**WHAT IS REQUIRED:**
Your answer should be the lines of the data below that contain "pixel".

**LISTED RECORDS:**
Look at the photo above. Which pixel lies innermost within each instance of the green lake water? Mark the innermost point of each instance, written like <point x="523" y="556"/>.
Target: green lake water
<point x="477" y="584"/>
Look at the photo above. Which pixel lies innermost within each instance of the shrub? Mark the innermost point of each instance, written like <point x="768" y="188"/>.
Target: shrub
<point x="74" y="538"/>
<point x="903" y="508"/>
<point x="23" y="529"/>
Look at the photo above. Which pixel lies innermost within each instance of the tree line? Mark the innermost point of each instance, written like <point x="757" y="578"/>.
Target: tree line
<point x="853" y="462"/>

**SOLUTION TO THE PROBLEM:**
Look at the photo above. Which pixel lies innermost within each instance of the green lake water? Mark the innermost point of each instance, written like <point x="523" y="556"/>.
Look at the photo above. Which pixel lies innermost within each instance of the shrub? Mark the innermost point of each instance, written like <point x="768" y="188"/>.
Look at the photo above. Which pixel lies innermost within each instance of the tree line? Mark the innermost point of each instance, written like <point x="757" y="578"/>.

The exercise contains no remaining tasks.